==== Rows ====
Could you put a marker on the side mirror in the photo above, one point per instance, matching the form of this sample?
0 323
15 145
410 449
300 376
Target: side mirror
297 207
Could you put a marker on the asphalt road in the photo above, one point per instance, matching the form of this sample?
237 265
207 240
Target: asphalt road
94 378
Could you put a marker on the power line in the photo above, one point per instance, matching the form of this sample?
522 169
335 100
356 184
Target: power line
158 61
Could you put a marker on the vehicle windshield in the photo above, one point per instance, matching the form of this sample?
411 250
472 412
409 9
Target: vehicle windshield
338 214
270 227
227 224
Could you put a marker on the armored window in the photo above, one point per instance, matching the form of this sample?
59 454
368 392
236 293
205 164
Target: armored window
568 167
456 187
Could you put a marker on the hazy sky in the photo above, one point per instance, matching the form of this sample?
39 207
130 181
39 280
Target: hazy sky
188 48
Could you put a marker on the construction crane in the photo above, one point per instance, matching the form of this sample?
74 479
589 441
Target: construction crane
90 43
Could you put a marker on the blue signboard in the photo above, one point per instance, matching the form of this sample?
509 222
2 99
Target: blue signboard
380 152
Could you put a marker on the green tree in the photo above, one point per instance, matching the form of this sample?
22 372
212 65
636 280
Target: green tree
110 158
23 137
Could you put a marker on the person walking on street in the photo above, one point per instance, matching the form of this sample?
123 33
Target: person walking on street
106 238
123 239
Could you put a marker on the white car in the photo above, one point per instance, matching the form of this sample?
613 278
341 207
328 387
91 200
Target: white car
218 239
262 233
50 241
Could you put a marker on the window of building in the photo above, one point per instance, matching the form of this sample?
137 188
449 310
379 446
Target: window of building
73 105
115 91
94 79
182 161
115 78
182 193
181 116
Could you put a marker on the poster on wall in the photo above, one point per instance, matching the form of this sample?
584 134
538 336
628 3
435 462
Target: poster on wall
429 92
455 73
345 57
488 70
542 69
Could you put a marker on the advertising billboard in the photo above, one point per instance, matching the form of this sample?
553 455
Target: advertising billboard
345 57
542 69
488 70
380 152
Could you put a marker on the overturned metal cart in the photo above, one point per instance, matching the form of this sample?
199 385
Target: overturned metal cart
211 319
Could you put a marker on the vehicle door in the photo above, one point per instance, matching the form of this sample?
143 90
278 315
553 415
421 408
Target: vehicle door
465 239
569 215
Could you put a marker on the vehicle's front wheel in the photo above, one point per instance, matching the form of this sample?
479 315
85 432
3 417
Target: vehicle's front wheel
====
== Task details ==
Repeat, without change, each line of the data above from the one that contains "Could you put a marker on the white" through the final line, counting both.

== Solution below ==
Could you put a marker on the white car in the photo above, one point per instance, matching the form of this sample?
613 278
341 207
328 387
91 200
Target: white car
218 239
262 233
50 241
Could you put a marker on the window of building in the photo above, one point per instance, matching the form of this sample?
137 188
449 310
379 446
Target: window of building
73 105
115 91
94 79
182 161
115 78
182 193
181 116
Could you put a marker on the poster on wall in the photo above, one point per instance, matching the form of this sample?
584 134
538 336
628 3
435 462
Target: poster on wall
429 92
455 73
345 57
488 70
542 69
Could you put a marker on the advertising billboard in the photo above, one point per instance, matching the form of this sample?
553 455
Target: advertising billboard
345 57
542 69
488 70
380 152
Could you put a marker on the overturned metal cart in the photo above, one point per instance, matching the form of this sample?
199 385
Target: overturned metal cart
211 319
Could you put a marker on the vehicle door in the photo above, one point per instance, matching the form of this sample?
143 90
278 315
553 415
421 408
Target: vehicle door
465 239
569 215
Could you put a marker on the vehicle's front wheel in the photo above, one point per instance, matching the form of this sample?
479 315
85 432
3 417
Target: vehicle's front wheel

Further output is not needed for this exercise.